** What you need to do **
Word for word, reproduce every line of the data below.

** Data for this exercise **
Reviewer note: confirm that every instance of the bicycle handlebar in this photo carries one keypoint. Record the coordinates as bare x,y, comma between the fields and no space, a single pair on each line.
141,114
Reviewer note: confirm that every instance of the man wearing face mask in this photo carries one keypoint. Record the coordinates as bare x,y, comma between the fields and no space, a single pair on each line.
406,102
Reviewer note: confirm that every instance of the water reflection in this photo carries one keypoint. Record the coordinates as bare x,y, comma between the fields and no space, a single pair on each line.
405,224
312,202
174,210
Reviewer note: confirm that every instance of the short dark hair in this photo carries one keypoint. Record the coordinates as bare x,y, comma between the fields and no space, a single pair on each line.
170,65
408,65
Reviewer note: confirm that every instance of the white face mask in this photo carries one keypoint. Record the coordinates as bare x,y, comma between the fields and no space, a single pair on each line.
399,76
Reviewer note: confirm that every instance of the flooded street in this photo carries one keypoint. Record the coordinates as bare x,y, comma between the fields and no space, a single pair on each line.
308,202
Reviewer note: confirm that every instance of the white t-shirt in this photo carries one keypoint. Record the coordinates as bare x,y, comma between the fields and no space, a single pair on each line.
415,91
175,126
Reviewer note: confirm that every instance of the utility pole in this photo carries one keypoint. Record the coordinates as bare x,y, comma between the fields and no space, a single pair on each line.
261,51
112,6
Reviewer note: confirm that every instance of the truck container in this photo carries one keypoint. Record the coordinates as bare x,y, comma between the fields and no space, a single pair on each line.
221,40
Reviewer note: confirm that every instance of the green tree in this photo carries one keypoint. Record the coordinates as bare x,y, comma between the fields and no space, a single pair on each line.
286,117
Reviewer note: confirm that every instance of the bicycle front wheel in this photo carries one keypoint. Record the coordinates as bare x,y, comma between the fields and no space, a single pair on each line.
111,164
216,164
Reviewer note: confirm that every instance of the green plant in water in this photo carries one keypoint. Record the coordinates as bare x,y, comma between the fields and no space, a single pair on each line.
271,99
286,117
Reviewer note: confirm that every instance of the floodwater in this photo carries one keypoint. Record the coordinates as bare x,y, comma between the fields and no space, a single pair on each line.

** Your solution **
Reviewer note: confirm that every instance of the bicycle handlebar in this photo carries one keypoint. Record the coordinates as bare x,y, comma between the fields and no space, a single pair on each line.
141,114
Reviewer note: confirm that every instance of the man wearing face mask in this photo carries one keypoint. Record the coordinates as bare x,y, comma between the fields and no space, a single pair on each line.
406,102
Reviewer note: confirm that every instance of the water reflection in this photo carries one keypoint. Record the coordinates as bare x,y, comma between the fields and no space, a single pair on each line.
405,224
312,202
174,210
Reviewer note: confirm that every instance of the short dark hair in this photo carries one keypoint. Record the coordinates as bare x,y, comma between the fields and no space, a single pair on each line.
170,65
408,65
Reviewer note: confirm that every instance of the white face mask in this photo carries one keypoint. Record the coordinates as bare x,y, comma between the fields and no space, a single pair on each line.
399,76
Reviewer note: confirm that every instance of the flooded street in this photo carries one keypoint. Record the coordinates as bare x,y, comma between the fields and no space, a single pair on each line.
308,202
Reviewer note: confirm that every instance of the white t-shirt in this photo carries one keypoint. Record the coordinates as bare x,y, comma between the fields and no space, a single pair on each line.
415,91
175,126
Reviewer note: confirm that every instance of the utility pole in this photo carries one keypoint. Record the coordinates as bare x,y, comma between the fields and no space, a single pair on each line.
261,51
112,6
Reviewer note: confirm that every instance of the truck container in this photo carries one keypoint. Record the coordinates as bare x,y, comma between the fields and no space, a single pair on each line.
221,40
Reviewer note: confirm that every instance of the green tree in this photo carries one keypoint. Record the coordinates as bare x,y, comma between the fields and no space, a single pair on each line.
286,117
Reviewer note: confirm that every instance of the bicycle front wheel in this photo carries one keypoint. Record the coordinates as bare x,y, comma between the fields and no space, a single pair on each line.
111,164
216,164
Reviewer note: confirm that every instance of the green plant in water in this photo carries one keypoint. Record the coordinates as bare x,y, comma between the fields and no space, a single pair on each line.
271,99
286,117
Reviewer note: confirm that every instance of the floodwater in this photo carries one keypoint. Record the coordinates as bare x,y, comma between the fields and no space, a single pair on each line.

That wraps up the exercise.